__Given instruction__. Copy out the entries below, word for word, from their very beginning through the line containing "[1174, 236]", with both ends included. Leave the pictures out of your answer.

==== Input records

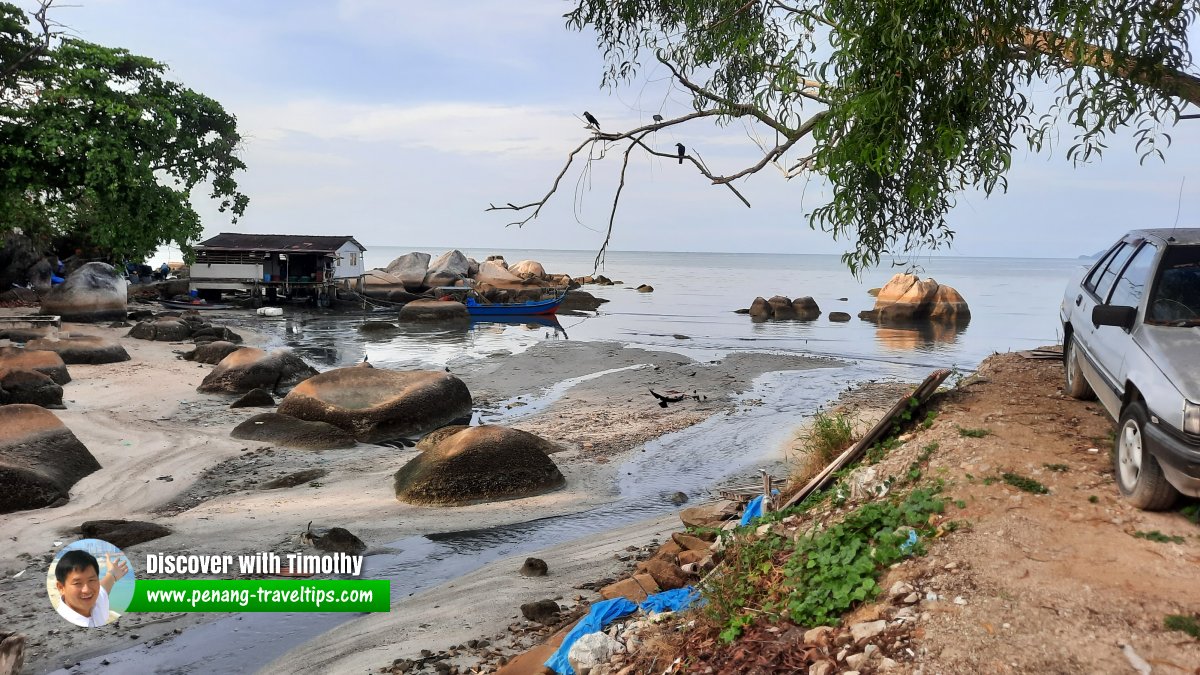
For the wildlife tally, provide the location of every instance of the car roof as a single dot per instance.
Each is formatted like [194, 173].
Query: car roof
[1174, 236]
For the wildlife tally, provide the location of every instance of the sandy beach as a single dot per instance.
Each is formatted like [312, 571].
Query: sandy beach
[167, 457]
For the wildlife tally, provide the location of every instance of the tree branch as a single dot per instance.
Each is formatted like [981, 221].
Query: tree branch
[43, 43]
[1170, 82]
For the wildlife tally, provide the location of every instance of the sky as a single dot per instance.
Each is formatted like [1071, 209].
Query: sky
[399, 123]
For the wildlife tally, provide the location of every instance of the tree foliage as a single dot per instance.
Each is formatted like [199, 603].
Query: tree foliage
[900, 105]
[96, 144]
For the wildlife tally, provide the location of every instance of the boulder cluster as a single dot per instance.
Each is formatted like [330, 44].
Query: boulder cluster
[178, 327]
[459, 464]
[905, 299]
[418, 275]
[784, 308]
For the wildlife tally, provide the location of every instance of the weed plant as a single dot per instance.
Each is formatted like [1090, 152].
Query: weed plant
[828, 436]
[1189, 625]
[1026, 484]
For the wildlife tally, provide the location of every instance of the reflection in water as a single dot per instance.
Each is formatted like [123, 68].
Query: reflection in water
[919, 336]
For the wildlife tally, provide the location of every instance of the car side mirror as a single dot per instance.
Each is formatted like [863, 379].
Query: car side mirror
[1114, 315]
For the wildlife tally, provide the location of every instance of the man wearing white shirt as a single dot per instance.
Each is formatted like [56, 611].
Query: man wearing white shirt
[84, 595]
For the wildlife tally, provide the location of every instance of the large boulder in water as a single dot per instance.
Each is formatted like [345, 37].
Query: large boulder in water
[29, 387]
[479, 464]
[82, 348]
[251, 368]
[528, 269]
[377, 405]
[289, 431]
[435, 311]
[40, 459]
[905, 299]
[761, 310]
[411, 269]
[47, 363]
[163, 330]
[492, 274]
[448, 269]
[94, 292]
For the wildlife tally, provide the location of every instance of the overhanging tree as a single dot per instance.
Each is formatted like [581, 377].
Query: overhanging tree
[899, 105]
[99, 145]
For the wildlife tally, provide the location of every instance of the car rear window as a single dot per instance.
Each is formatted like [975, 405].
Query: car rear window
[1132, 284]
[1104, 284]
[1177, 290]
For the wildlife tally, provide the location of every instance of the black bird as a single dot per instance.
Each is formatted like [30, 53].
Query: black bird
[665, 400]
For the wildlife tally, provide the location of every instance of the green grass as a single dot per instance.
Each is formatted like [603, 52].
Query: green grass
[1189, 625]
[1156, 536]
[973, 432]
[828, 436]
[1192, 512]
[1026, 484]
[819, 577]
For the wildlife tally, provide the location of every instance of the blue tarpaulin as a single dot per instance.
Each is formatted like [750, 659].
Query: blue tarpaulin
[601, 614]
[670, 601]
[754, 509]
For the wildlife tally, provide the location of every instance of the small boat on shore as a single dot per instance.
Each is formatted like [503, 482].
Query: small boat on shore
[532, 308]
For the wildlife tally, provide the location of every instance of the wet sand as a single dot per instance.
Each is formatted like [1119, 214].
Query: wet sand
[144, 422]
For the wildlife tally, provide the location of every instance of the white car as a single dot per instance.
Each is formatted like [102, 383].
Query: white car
[1132, 339]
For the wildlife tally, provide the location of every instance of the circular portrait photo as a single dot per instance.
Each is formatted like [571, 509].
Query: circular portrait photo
[90, 583]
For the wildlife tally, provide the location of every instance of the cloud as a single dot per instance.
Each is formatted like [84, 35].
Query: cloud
[454, 127]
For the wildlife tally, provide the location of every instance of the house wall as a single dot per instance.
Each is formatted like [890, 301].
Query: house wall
[227, 270]
[349, 263]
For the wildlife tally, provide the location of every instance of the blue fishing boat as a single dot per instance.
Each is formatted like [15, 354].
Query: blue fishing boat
[532, 308]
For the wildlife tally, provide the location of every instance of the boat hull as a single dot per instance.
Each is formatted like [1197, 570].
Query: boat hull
[539, 308]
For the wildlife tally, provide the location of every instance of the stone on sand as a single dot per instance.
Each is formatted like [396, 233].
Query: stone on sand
[376, 404]
[477, 465]
[40, 459]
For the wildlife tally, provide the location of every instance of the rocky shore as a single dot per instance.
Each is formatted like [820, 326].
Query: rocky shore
[154, 405]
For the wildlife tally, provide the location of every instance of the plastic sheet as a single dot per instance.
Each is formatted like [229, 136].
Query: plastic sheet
[601, 614]
[754, 509]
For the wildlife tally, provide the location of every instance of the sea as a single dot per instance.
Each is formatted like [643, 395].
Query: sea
[1014, 305]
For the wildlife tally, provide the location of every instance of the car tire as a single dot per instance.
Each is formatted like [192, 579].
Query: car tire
[1139, 476]
[1077, 386]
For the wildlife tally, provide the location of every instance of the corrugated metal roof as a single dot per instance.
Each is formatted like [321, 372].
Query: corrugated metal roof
[298, 243]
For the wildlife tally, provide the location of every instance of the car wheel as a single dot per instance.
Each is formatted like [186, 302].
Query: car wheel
[1139, 476]
[1077, 384]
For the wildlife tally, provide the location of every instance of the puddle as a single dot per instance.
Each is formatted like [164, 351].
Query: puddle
[525, 405]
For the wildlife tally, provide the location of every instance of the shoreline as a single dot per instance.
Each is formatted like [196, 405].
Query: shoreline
[144, 420]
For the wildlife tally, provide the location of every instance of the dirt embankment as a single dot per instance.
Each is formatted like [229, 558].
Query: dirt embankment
[1067, 579]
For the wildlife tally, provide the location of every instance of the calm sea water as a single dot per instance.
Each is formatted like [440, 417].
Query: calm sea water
[1014, 305]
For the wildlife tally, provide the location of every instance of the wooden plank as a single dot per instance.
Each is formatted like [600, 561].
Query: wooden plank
[875, 435]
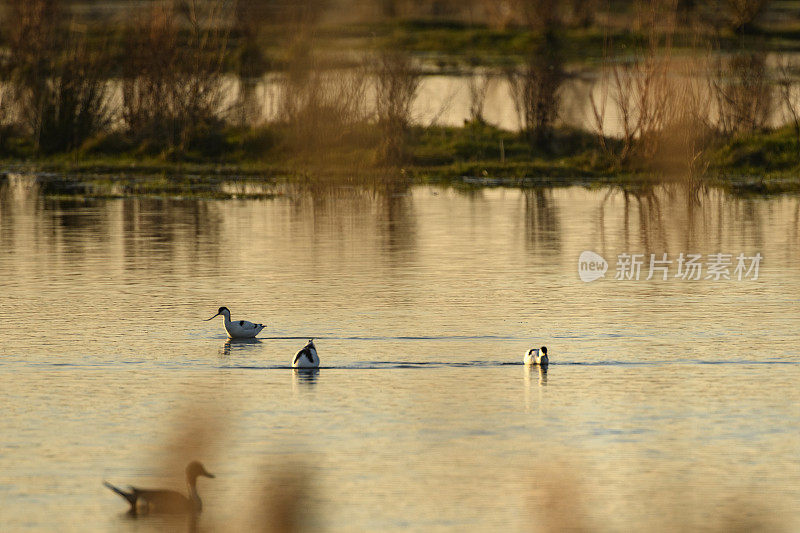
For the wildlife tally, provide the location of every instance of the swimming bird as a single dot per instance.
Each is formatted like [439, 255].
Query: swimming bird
[145, 501]
[238, 329]
[306, 357]
[537, 356]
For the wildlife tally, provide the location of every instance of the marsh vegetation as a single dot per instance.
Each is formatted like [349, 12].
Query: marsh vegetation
[676, 91]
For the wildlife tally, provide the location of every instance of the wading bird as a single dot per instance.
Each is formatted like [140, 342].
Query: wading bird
[238, 329]
[146, 501]
[537, 356]
[307, 357]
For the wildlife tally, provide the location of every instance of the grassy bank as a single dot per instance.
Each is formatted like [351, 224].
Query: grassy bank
[251, 162]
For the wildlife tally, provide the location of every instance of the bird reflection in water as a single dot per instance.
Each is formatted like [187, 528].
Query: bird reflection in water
[238, 345]
[530, 372]
[304, 378]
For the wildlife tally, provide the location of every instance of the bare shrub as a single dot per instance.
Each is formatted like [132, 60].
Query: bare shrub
[172, 79]
[788, 84]
[57, 81]
[478, 84]
[149, 74]
[397, 81]
[638, 88]
[743, 14]
[536, 85]
[744, 94]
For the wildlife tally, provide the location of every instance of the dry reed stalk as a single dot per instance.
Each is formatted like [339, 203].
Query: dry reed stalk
[397, 81]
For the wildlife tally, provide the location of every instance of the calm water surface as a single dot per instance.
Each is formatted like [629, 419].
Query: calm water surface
[668, 404]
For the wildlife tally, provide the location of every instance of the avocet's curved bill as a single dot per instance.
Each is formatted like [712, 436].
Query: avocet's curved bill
[238, 329]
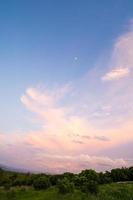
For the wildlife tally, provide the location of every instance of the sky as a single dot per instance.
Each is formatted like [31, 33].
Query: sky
[66, 84]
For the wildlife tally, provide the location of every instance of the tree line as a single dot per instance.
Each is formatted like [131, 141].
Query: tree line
[87, 180]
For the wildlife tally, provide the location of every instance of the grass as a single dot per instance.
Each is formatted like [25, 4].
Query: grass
[106, 192]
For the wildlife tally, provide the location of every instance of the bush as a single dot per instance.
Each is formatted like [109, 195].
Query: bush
[41, 183]
[65, 186]
[90, 187]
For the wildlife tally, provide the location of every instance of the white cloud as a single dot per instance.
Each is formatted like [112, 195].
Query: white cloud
[116, 74]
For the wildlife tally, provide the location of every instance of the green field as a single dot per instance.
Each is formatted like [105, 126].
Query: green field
[106, 192]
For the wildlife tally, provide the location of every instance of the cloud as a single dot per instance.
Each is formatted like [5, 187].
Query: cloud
[79, 121]
[116, 74]
[102, 138]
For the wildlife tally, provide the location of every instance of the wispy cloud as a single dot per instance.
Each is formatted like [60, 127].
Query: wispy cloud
[116, 74]
[80, 119]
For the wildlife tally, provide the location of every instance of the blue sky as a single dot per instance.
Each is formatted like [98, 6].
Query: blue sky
[54, 43]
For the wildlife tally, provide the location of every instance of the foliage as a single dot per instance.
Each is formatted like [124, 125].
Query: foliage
[41, 183]
[65, 186]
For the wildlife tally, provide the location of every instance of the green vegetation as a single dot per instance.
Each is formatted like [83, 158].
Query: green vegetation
[114, 185]
[106, 192]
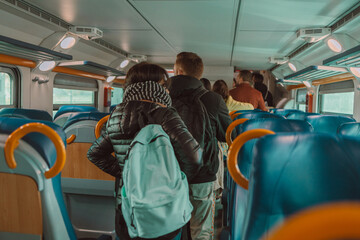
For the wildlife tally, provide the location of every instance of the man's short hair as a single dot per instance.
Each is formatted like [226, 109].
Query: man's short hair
[246, 76]
[258, 78]
[190, 63]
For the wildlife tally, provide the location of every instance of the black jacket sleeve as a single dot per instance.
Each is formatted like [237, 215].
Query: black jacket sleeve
[187, 149]
[100, 154]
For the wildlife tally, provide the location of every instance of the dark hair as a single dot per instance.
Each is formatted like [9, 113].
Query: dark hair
[221, 88]
[144, 71]
[190, 63]
[206, 83]
[246, 76]
[258, 78]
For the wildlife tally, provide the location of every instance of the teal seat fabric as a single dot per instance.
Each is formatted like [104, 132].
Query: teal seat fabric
[350, 129]
[284, 112]
[238, 203]
[292, 172]
[73, 108]
[26, 114]
[327, 123]
[299, 115]
[43, 145]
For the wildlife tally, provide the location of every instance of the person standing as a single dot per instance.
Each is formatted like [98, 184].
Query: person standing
[207, 118]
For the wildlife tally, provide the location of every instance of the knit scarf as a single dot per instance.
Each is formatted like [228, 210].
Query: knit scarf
[148, 90]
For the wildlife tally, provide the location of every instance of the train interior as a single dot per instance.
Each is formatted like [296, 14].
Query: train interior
[63, 66]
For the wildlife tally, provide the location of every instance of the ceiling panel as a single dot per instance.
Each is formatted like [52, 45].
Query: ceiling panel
[139, 42]
[204, 27]
[290, 15]
[104, 14]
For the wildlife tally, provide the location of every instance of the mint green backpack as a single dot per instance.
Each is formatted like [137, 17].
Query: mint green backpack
[155, 194]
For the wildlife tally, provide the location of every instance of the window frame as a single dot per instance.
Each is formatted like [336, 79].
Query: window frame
[339, 90]
[14, 79]
[69, 77]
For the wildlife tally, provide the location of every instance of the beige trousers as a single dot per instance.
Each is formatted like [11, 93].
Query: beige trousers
[202, 219]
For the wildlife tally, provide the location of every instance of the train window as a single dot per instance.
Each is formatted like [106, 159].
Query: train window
[337, 98]
[72, 90]
[301, 99]
[8, 87]
[116, 94]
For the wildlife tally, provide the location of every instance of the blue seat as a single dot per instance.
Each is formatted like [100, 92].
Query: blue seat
[66, 111]
[349, 129]
[26, 114]
[285, 112]
[299, 115]
[85, 185]
[238, 195]
[35, 155]
[294, 171]
[327, 123]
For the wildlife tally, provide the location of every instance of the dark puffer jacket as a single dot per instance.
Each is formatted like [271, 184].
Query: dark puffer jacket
[182, 90]
[125, 122]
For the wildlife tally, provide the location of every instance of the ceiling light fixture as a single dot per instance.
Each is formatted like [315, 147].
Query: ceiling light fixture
[47, 66]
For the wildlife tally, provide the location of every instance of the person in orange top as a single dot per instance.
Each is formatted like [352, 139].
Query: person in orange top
[244, 91]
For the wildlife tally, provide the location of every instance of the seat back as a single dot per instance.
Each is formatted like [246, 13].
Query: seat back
[327, 123]
[66, 111]
[288, 175]
[245, 158]
[32, 206]
[26, 114]
[349, 129]
[299, 115]
[85, 185]
[285, 112]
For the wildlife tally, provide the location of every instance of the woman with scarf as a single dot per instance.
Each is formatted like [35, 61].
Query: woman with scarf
[145, 101]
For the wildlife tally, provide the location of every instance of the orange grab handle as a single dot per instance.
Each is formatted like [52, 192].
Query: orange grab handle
[13, 141]
[99, 125]
[231, 128]
[71, 139]
[234, 151]
[330, 221]
[233, 116]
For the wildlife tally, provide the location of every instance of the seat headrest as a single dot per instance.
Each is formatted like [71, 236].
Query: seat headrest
[327, 123]
[277, 125]
[300, 115]
[82, 116]
[349, 129]
[38, 141]
[284, 112]
[74, 108]
[254, 115]
[26, 114]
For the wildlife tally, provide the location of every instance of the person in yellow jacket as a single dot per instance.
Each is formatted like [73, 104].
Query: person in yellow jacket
[221, 88]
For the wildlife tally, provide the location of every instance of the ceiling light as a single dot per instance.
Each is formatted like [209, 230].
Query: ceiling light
[307, 84]
[47, 66]
[110, 78]
[334, 45]
[124, 63]
[292, 66]
[355, 71]
[68, 42]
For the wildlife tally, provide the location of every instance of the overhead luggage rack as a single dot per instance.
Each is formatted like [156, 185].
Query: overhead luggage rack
[16, 48]
[312, 73]
[349, 58]
[91, 67]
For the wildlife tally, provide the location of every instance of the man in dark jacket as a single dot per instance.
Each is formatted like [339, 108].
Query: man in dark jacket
[207, 123]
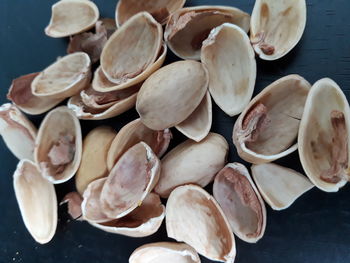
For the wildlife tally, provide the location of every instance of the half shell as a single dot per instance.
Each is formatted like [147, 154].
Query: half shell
[189, 27]
[241, 202]
[324, 136]
[279, 186]
[268, 128]
[17, 131]
[232, 68]
[194, 217]
[58, 147]
[37, 201]
[277, 26]
[71, 17]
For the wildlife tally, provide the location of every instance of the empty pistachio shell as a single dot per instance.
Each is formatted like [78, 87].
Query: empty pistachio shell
[279, 186]
[58, 147]
[241, 202]
[277, 26]
[71, 17]
[94, 158]
[64, 78]
[192, 162]
[164, 252]
[194, 217]
[132, 50]
[37, 201]
[133, 133]
[232, 68]
[267, 129]
[198, 124]
[17, 131]
[171, 94]
[159, 9]
[189, 27]
[324, 135]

========

__Written solution__.
For the wildlife tally, provide the location of every instance of the car roof as a single dot per instance.
Each is formatted like [194, 173].
Query: car roof
[1174, 236]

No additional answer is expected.